Referring expression pointing data:
──────

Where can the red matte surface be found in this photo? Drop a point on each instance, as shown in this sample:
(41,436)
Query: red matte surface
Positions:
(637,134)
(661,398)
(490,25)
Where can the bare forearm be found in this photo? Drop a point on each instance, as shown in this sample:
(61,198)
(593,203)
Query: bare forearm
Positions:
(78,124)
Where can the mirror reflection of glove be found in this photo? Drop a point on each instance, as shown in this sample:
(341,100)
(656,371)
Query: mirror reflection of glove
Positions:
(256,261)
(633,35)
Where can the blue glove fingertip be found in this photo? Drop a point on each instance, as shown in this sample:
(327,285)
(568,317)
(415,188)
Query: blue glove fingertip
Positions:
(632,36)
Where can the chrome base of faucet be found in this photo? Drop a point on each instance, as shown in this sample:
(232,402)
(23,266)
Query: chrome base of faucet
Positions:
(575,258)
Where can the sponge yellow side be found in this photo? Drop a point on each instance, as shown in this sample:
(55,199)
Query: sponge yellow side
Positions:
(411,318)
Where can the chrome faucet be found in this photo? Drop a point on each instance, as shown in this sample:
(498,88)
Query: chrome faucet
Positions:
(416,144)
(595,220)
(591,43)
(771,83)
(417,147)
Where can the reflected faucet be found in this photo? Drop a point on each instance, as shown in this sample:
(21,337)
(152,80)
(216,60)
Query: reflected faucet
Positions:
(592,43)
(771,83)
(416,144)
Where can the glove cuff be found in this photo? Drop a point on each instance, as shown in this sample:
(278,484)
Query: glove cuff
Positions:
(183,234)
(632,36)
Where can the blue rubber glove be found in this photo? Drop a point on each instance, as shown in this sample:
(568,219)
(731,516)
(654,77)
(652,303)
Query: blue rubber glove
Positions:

──────

Go through the entries above and copy every line containing "reflection".

Where can the mirror reflection of glove be found in this photo? Drop a point on each instance, as shown in this sample:
Query: mirror reflection of glove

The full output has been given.